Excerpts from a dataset

════════════════════

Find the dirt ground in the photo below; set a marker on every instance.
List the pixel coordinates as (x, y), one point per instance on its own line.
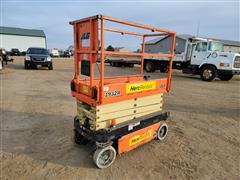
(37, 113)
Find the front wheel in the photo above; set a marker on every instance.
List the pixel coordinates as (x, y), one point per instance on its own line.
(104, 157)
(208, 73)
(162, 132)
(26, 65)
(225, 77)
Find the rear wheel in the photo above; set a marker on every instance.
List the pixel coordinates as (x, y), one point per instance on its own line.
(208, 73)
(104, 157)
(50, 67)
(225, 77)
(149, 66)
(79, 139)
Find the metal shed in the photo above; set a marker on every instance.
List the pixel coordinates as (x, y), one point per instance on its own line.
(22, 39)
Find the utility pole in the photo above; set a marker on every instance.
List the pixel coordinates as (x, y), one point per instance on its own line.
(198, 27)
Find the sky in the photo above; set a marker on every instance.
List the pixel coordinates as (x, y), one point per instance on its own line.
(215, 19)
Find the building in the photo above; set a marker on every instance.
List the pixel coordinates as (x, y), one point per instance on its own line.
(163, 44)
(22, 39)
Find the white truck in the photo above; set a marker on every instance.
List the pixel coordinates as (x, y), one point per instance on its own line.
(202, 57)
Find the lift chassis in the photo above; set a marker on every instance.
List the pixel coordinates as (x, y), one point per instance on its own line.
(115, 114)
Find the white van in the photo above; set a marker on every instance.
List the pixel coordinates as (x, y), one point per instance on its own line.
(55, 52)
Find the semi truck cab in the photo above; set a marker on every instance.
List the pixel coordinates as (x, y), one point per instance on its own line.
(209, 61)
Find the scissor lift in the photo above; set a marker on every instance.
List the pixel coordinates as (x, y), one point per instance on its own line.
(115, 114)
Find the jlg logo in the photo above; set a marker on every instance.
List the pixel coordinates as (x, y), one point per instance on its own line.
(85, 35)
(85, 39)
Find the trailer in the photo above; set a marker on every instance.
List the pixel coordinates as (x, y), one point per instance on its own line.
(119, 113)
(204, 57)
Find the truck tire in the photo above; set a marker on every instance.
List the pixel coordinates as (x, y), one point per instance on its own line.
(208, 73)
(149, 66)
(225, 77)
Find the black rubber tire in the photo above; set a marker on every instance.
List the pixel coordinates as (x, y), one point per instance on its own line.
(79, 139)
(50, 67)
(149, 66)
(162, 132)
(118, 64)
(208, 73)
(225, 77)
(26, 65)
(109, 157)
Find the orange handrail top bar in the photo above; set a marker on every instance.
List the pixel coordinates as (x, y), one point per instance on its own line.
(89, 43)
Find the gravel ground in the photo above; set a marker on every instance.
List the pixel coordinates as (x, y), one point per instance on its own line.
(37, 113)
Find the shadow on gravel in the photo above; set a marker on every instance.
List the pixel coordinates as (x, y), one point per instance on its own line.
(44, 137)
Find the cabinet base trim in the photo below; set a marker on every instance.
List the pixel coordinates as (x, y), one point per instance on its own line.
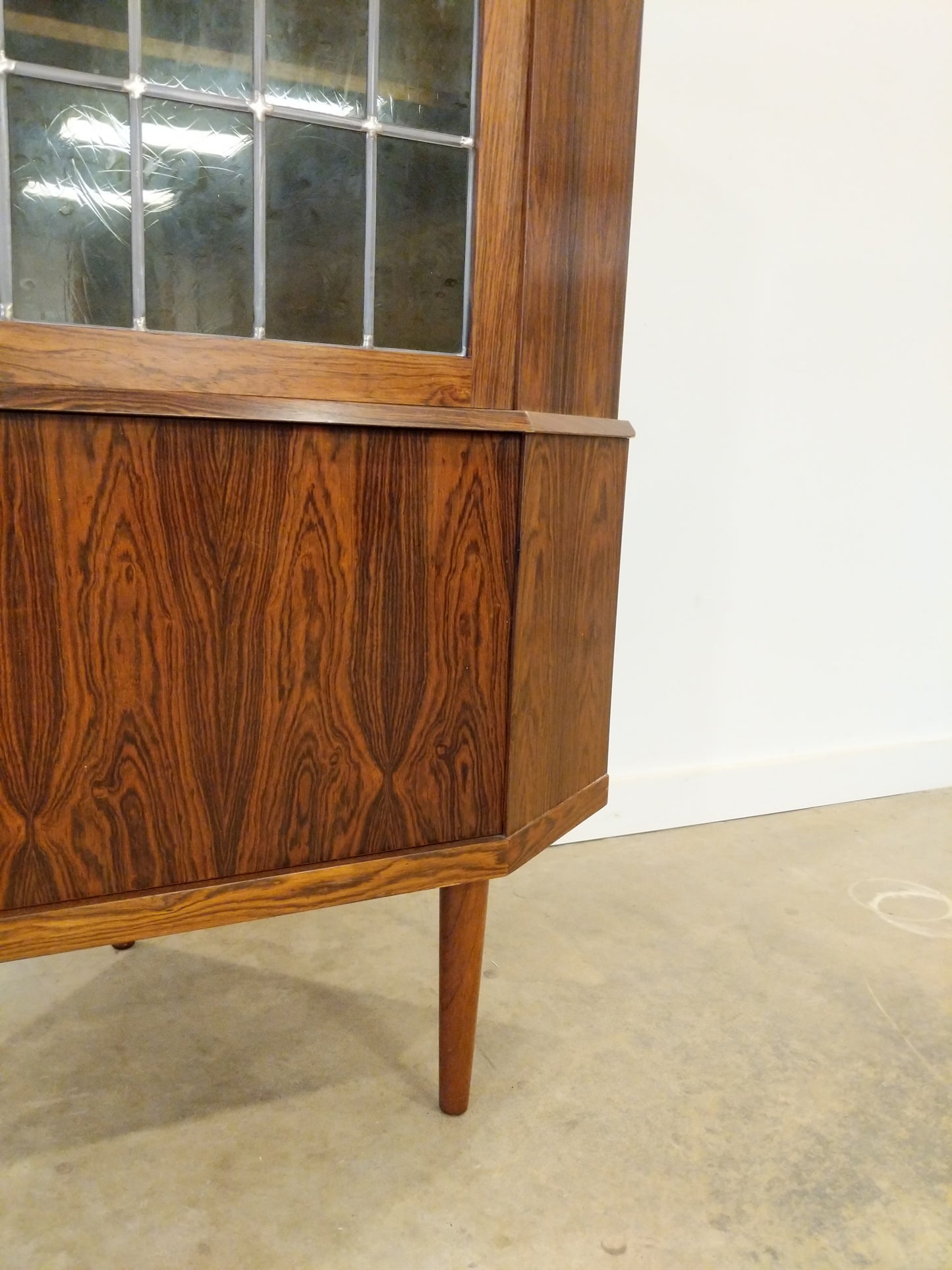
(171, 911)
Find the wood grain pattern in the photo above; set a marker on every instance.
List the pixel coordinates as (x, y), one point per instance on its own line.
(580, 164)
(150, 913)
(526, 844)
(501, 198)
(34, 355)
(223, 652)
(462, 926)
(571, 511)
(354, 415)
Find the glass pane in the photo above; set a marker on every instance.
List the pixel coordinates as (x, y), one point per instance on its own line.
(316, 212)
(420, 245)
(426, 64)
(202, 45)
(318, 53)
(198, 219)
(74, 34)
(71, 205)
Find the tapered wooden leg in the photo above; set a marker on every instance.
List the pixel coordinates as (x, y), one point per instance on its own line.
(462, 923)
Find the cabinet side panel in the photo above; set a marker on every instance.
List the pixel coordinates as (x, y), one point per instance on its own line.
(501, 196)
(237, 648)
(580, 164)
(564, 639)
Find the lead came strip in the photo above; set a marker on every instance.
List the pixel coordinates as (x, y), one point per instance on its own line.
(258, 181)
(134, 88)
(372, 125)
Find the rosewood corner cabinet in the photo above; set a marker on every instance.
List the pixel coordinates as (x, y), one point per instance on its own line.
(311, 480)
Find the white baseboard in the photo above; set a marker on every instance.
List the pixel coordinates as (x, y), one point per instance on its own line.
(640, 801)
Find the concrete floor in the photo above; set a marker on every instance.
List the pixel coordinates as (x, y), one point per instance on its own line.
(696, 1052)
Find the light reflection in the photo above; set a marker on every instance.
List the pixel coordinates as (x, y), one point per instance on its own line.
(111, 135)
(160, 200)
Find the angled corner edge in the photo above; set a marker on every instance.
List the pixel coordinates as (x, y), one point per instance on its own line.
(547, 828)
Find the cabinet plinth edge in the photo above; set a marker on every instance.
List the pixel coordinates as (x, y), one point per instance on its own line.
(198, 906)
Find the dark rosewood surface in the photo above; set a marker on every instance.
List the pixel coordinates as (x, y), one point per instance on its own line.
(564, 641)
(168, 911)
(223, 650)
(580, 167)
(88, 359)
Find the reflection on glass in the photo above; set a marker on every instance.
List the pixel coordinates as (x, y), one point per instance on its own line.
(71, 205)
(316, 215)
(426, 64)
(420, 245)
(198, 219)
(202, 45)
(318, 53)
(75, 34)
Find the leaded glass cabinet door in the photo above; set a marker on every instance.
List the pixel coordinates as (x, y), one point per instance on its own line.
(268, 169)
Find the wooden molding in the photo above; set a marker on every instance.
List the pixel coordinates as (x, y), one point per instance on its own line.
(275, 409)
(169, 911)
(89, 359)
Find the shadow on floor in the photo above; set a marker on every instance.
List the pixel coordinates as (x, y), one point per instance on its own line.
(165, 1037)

════════════════════

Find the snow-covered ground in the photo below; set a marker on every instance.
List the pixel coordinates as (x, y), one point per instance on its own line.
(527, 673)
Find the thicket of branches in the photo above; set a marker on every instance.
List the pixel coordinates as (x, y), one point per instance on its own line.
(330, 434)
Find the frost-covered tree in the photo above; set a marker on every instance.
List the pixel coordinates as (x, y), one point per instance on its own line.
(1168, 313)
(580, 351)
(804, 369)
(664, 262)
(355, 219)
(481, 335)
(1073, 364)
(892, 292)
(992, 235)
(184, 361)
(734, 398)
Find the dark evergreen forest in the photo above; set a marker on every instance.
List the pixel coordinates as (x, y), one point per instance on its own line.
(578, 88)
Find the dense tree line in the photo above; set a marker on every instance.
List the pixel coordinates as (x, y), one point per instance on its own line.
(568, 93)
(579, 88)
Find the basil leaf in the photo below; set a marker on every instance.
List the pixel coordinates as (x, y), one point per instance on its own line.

════════════════════

Starting at the line above that contains "Find the dirt", transcribe every line exactly through the line that contains "Find the front", including that last one, and skip the pictures.

Worked solution:
Find the dirt ground in the photo below; set a marker on every instance.
List the pixel coordinates as (x, y), one point per instance on its own line.
(37, 113)
Find the front wheel in the photo above; set a marker on every instance.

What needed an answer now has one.